Lay out every row below as a numbered list, dropping any blank lines.

** begin Records shown **

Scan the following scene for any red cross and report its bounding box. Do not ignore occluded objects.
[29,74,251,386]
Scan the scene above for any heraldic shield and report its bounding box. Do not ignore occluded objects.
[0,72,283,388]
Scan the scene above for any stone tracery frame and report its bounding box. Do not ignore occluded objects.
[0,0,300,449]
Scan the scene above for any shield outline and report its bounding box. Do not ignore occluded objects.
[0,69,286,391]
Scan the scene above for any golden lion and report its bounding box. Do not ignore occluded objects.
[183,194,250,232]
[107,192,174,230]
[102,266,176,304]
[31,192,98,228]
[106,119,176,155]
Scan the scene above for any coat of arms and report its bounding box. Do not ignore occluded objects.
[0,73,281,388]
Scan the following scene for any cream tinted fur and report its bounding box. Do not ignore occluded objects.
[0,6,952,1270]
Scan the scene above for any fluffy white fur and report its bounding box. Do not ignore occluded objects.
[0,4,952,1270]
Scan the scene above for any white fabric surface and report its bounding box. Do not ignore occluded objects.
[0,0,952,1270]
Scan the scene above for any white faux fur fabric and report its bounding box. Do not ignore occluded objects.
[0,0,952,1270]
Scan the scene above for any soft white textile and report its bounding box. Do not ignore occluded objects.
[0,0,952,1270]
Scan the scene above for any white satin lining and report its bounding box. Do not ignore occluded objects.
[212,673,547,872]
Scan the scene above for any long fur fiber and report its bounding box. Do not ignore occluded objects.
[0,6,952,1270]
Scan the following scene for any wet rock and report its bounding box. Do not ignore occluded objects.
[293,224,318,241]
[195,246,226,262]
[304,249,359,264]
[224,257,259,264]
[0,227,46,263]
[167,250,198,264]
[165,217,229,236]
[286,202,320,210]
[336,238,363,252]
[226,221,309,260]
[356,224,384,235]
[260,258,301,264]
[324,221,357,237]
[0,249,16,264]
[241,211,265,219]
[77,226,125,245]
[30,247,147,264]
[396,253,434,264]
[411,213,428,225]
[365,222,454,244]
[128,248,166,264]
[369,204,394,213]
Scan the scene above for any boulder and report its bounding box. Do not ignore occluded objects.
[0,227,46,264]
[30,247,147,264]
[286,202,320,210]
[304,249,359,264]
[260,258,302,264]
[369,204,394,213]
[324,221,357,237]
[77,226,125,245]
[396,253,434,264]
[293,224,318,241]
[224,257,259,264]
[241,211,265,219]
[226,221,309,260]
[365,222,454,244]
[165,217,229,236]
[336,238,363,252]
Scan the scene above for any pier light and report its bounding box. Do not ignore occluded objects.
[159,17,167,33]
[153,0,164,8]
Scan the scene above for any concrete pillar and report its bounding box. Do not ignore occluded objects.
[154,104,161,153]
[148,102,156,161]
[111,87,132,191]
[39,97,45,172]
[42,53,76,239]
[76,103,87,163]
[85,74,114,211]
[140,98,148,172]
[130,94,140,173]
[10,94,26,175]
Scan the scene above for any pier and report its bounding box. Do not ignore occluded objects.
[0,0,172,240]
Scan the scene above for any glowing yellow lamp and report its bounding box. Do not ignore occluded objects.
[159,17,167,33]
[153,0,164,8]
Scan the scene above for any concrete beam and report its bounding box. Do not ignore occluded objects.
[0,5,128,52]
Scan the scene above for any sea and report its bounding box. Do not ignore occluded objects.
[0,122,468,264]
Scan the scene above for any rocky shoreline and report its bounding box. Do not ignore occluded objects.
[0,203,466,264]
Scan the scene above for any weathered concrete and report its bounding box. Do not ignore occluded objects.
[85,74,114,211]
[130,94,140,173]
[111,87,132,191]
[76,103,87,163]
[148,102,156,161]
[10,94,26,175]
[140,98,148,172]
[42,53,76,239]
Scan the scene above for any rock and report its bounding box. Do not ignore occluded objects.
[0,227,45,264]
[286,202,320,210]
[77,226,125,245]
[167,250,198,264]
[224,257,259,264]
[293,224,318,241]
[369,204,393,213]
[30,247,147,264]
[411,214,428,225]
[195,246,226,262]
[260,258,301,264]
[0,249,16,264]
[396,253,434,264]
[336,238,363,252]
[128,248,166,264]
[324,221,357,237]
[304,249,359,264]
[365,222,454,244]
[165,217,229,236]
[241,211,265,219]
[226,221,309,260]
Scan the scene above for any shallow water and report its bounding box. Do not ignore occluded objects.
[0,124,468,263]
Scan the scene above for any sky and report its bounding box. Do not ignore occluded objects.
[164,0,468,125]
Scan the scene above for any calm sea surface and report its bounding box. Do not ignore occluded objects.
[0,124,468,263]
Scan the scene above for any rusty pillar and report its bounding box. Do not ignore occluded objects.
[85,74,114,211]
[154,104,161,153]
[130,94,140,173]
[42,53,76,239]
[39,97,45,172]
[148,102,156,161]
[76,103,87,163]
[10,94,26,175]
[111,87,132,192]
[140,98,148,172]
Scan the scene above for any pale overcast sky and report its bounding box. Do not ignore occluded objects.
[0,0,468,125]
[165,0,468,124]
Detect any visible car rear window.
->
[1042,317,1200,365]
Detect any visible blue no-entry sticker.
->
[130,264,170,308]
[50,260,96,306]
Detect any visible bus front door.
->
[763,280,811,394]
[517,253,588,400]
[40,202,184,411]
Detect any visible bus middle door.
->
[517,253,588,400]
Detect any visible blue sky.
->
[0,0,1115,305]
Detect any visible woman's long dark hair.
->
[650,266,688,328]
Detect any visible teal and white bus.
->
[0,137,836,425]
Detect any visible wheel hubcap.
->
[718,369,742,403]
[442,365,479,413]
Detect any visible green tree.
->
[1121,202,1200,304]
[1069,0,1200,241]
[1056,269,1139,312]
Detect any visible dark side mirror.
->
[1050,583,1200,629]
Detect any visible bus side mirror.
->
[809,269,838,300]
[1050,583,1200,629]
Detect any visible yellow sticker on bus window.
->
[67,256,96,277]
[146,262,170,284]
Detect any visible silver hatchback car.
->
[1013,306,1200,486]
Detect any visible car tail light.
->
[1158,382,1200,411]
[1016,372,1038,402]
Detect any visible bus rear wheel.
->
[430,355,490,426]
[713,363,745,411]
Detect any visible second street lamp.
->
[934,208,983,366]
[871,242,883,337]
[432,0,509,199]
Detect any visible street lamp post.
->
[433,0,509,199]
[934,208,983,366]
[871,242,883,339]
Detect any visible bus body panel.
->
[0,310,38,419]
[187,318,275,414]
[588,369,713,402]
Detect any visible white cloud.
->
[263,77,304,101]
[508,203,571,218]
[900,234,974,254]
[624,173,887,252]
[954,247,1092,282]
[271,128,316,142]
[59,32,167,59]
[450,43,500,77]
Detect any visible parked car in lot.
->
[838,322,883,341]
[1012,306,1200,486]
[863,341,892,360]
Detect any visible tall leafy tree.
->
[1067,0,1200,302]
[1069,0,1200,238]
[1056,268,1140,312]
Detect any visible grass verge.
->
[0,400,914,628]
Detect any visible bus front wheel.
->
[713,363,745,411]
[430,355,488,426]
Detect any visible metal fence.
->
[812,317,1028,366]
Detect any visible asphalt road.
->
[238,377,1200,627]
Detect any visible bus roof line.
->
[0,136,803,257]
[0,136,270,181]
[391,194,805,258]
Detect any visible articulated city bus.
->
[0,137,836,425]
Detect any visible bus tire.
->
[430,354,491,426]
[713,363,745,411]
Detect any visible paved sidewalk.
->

** end Records shown **

Response to this task:
1. Scan the following scene for any red cross and report its bounding box. Do not ignore occluded objects.
2. [29,74,251,386]
3. Scan the scene above for any heraldic shield and report its bounding box. Do not ignore occluded objects.
4. [0,72,283,388]
5. Scan the scene above for any stone tracery frame and report its bounding box. Do not ignore occluded objects.
6. [0,0,300,449]
7. Scan the scene above for any shield outline and report its bounding box. Do not ignore occluded objects.
8. [0,69,286,391]
9. Scan the scene above for any golden lion and report its bounding box. Do not ignore occluded objects.
10. [183,194,250,232]
11. [107,192,174,230]
12. [102,266,176,304]
13. [31,192,98,228]
14. [106,119,176,155]
15. Scan the scene above for any coat of arms and report its bounding box. Do not ignore occluded objects.
16. [0,73,281,388]
17. Scan the following scene for any cream tinted fur and report its bounding box. Do not ignore occluded objects.
18. [0,6,952,1270]
19. Scan the scene above for any fluffy white fur and report its bounding box. Do not ignore occluded objects.
20. [0,4,952,1270]
21. Scan the scene above for any white fabric surface and report its bounding box. Do not ignore occluded objects.
22. [0,0,952,1270]
23. Scan the scene above for any white faux fur fabric and report its bounding box. Do not ignore occluded objects.
24. [0,0,952,1270]
25. Scan the scene above for any soft white textile and report its bounding box. Do not ignore occluded objects.
26. [0,0,952,1270]
27. Scan the scene above for any white satin lining and report its bounding box. Do not ignore occluded objects.
28. [212,673,547,872]
29. Scan the scene above for any long fur fiber and report its bounding box. Do not ignore occluded objects.
30. [0,6,952,1270]
31. Scan the following scene for any wet rock and report its bounding box. Do not ignore occluded objects.
32. [293,224,318,241]
33. [195,246,226,262]
34. [304,249,359,264]
35. [224,257,259,264]
36. [0,227,46,263]
37. [167,250,198,264]
38. [165,217,229,236]
39. [286,202,320,210]
40. [336,238,363,252]
41. [226,221,309,260]
42. [356,224,384,235]
43. [260,258,301,264]
44. [324,221,357,237]
45. [0,249,16,264]
46. [241,211,265,219]
47. [77,226,125,245]
48. [30,247,147,264]
49. [396,253,434,264]
50. [411,213,428,225]
51. [365,222,454,244]
52. [128,248,166,264]
53. [369,204,394,213]
54. Scan the scene above for any boulder and report its bounding box. Do not ignore occluded objects.
55. [0,227,46,264]
56. [30,247,147,264]
57. [286,202,320,210]
58. [304,249,359,264]
59. [260,258,302,264]
60. [369,204,394,213]
61. [324,221,357,237]
62. [77,226,125,245]
63. [396,253,434,264]
64. [293,224,318,241]
65. [224,257,259,264]
66. [241,211,265,219]
67. [226,221,309,260]
68. [365,222,454,244]
69. [165,217,229,236]
70. [336,238,363,252]
71. Scan the scene above for any pier light and report its bounding box. Do not ignore occluded objects.
72. [159,17,167,33]
73. [153,0,164,8]
74. Scan the scene above for any concrete pillar and report its bounding box. Do not ignore occluded objects.
75. [154,104,161,153]
76. [148,102,156,161]
77. [111,87,132,191]
78. [39,97,45,172]
79. [42,53,76,239]
80. [76,103,87,163]
81. [85,74,114,211]
82. [140,98,148,172]
83. [130,94,140,173]
84. [10,94,26,175]
85. Scan the scene above for any pier and report its bounding box. Do not ignore occluded objects.
86. [0,0,172,240]
87. Scan the scene above for any glowing yellow lamp and report its bounding box. Do not ignore occluded objects.
88. [159,17,167,33]
89. [153,0,164,8]
90. Scan the scene above for any concrete beam and report its bounding box. Do not ignore occluded objects.
91. [0,5,128,52]
92. Scan the scene above for any sea and report its bounding box. Do not ignore occluded objects.
93. [0,122,468,264]
94. Scan the scene above for any rocky shoreline and report its bounding box. Do not ignore occluded objects.
95. [0,203,466,264]
96. Scan the scene above for any weathered concrete and report its bounding box. Do not ignore occluded objects.
97. [85,74,114,211]
98. [130,94,140,173]
99. [111,87,132,191]
100. [76,103,87,163]
101. [148,102,156,161]
102. [10,94,26,175]
103. [140,98,148,172]
104. [42,53,76,239]
105. Scan the scene above for any rock and report its bounding box. Do not ignore occluded objects.
106. [0,227,45,264]
107. [286,202,320,210]
108. [77,226,125,245]
109. [167,250,198,264]
110. [224,257,259,264]
111. [293,224,318,241]
112. [369,204,393,213]
113. [30,247,147,264]
114. [411,214,428,225]
115. [195,246,226,262]
116. [260,258,301,264]
117. [0,249,16,264]
118. [396,253,434,264]
119. [336,238,363,252]
120. [128,248,166,264]
121. [324,221,357,237]
122. [304,249,359,264]
123. [365,222,454,244]
124. [165,217,229,236]
125. [241,211,265,219]
126. [226,221,309,260]
127. Scan the scene above for any shallow water and report its bounding box. Do not ignore occluded objects.
128. [0,124,468,263]
129. Scan the scene above for any sky and report its bounding box. Do not ignore occluded objects.
130. [164,0,468,125]
131. Scan the scene above for any calm sea surface and report its bounding box. Do not ignore occluded objects.
132. [0,124,468,263]
133. Scan the scene above for any rusty pillar and report its bounding box. Do not ignore occluded objects.
134. [85,74,114,211]
135. [154,104,161,153]
136. [130,94,140,173]
137. [42,53,76,239]
138. [39,97,45,172]
139. [148,102,156,161]
140. [76,103,87,163]
141. [10,94,26,175]
142. [111,87,132,192]
143. [140,98,148,172]
144. Scan the scene above for any pale overcast sky and report its bounding box. Do not ignore occluded objects.
145. [0,0,468,125]
146. [165,0,468,124]
147. Detect any visible car rear window.
148. ->
149. [1042,317,1200,365]
150. Detect any visible blue no-entry sticker.
151. ->
152. [130,264,170,308]
153. [50,260,96,306]
154. Detect any visible bus front door.
155. ->
156. [763,280,811,394]
157. [517,253,588,400]
158. [40,202,184,411]
159. Detect any visible bus middle door.
160. ->
161. [517,253,588,400]
162. Detect any visible blue sky.
163. ->
164. [0,0,1115,305]
165. Detect any visible woman's long dark hair.
166. ->
167. [650,266,688,328]
168. Detect any visible teal and white bus.
169. ->
170. [0,137,836,425]
171. Detect any visible wheel hubcap.
172. ->
173. [718,369,742,403]
174. [442,365,479,413]
175. Detect any visible green tree.
176. ->
177. [1121,202,1200,304]
178. [1069,0,1200,241]
179. [1056,269,1139,312]
180. Detect any visible dark side mirror.
181. ->
182. [1050,583,1200,629]
183. Detect any visible bus side mirror.
184. ->
185. [809,269,838,300]
186. [1050,583,1200,629]
187. Detect any visible yellow sticker on bus window.
188. ->
189. [67,256,96,277]
190. [146,262,170,284]
191. Detect any visible silver hatchback car.
192. ->
193. [1013,306,1200,486]
194. Detect any visible car tail light.
195. ->
196. [1158,382,1200,411]
197. [1016,372,1038,402]
198. Detect any visible bus rear wheel.
199. ->
200. [430,355,490,426]
201. [713,363,745,411]
202. Detect any visible second street lamp.
203. ->
204. [934,208,983,366]
205. [871,242,883,337]
206. [432,0,509,199]
207. Detect any visible street lamp post.
208. ->
209. [433,0,509,199]
210. [934,208,983,366]
211. [871,242,883,339]
212. Detect any visible bus body panel.
213. ->
214. [0,310,38,419]
215. [187,318,275,414]
216. [588,369,713,402]
217. Detect any visible white cloud.
218. ->
219. [263,77,304,101]
220. [508,203,571,218]
221. [900,234,974,254]
222. [624,173,887,252]
223. [954,247,1092,282]
224. [271,128,316,142]
225. [59,32,167,59]
226. [450,43,500,77]
227. Detect any visible parked car in lot.
228. ->
229. [838,322,883,341]
230. [1012,306,1200,486]
231. [863,341,892,360]
232. Detect any visible tall leafy tree.
233. ->
234. [1067,0,1200,302]
235. [1069,0,1200,238]
236. [1056,268,1140,312]
237. Detect any visible grass verge.
238. ->
239. [0,400,914,628]
240. Detect any visible bus front wheel.
241. ->
242. [713,363,745,411]
243. [430,355,488,426]
244. Detect any visible metal fence.
245. ->
246. [812,317,1028,366]
247. Detect any visible asphalt road.
248. ->
249. [238,377,1200,627]
250. Detect any visible bus roof line.
251. ->
252. [0,136,803,257]
253. [0,136,270,181]
254. [391,194,805,258]
255. Detect any visible articulated city bus.
256. ->
257. [0,137,836,425]
258. Detect any visible bus tire.
259. ->
260. [430,354,491,426]
261. [713,363,745,411]
262. Detect any visible paved sidewalk.
263. ->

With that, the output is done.